_Your objective:_
Each record is to be copied exactly as written.

(Records for this task Opens)

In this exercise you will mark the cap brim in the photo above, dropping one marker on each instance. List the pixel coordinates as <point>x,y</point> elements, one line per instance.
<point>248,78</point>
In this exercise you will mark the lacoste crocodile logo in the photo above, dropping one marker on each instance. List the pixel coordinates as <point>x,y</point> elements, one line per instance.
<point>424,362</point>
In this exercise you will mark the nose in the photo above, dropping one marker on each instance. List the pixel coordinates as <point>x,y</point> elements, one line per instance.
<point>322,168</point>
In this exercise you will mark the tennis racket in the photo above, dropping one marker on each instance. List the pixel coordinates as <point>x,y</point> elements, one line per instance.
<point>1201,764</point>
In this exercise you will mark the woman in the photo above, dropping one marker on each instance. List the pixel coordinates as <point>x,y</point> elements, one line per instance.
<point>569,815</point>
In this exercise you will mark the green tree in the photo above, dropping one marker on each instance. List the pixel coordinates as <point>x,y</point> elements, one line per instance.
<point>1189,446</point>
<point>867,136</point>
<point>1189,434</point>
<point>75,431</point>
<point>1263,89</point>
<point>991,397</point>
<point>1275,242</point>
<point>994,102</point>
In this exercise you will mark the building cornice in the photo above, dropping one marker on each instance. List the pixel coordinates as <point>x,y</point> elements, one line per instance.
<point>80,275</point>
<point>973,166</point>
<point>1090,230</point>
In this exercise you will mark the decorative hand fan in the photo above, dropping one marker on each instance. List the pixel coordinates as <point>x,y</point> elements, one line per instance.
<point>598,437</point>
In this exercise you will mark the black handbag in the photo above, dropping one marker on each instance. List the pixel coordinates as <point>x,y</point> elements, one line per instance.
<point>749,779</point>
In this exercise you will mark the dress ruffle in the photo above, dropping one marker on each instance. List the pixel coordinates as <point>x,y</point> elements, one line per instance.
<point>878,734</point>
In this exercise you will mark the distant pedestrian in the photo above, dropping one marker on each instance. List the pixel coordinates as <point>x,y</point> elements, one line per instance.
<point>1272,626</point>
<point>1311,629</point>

(Records for this task Closes)

_Task answer:_
In this exercise you will mark the cap brim in the photo above, dropping one marker on each instance. List the pixel coordinates as <point>x,y</point> elements, one line per instance.
<point>248,78</point>
In this exercise you will mark the lacoste crocodile logo in the photo above, dropping one marker on each instance. List the pixel coordinates as <point>x,y</point> elements, one line per instance.
<point>424,362</point>
In this exercise you will mark the nose in the photo above, dropping one marker on each instance. List the pixel coordinates as <point>x,y</point> elements, one line per instance.
<point>322,168</point>
In this exercise you will mark the tennis racket in the photo above, dropping one marker on each instance. List the pixel coordinates as <point>x,y</point> elements, one line per instance.
<point>1201,764</point>
In this exercise you will mark the woman in the photo above, dropping one marker on each instance. List the pixel coordinates as <point>x,y</point> elements, one line per instance.
<point>569,815</point>
In this exercise you will mark the green tree in the photo above, dropping one marker on each instance. List the pixel coordinates as <point>x,y</point> elements, one line per instance.
<point>1189,446</point>
<point>867,136</point>
<point>1189,434</point>
<point>75,431</point>
<point>1263,89</point>
<point>991,397</point>
<point>1275,242</point>
<point>994,102</point>
In this exercise you will mark the building cornice in the photo above, dropping one marker on each instance. List the pixel coordinates as <point>x,y</point> elements, one line per instance.
<point>80,275</point>
<point>973,166</point>
<point>1090,230</point>
In this exercise you will mark the decorative hand fan in the photo above, dropping one marker on each instance. List the pixel coordinates as <point>x,y</point> elements, one line per instance.
<point>598,437</point>
In this exercise you will mark the black handbag in the photo above, dropping one marker on each instance. List the pixel coordinates as <point>x,y</point> elements, one line per instance.
<point>749,779</point>
In this exercise you will mark the dress ruffle in the photo above, dropping one marker on each instance. List the pixel coordinates as <point>x,y</point> elements, one line per instance.
<point>878,734</point>
In this exercise you will mark the distant pedestrian in the photo above, dropping one marker on each instance. List the pixel coordinates as <point>x,y</point> elements, one line per instance.
<point>1272,626</point>
<point>1311,629</point>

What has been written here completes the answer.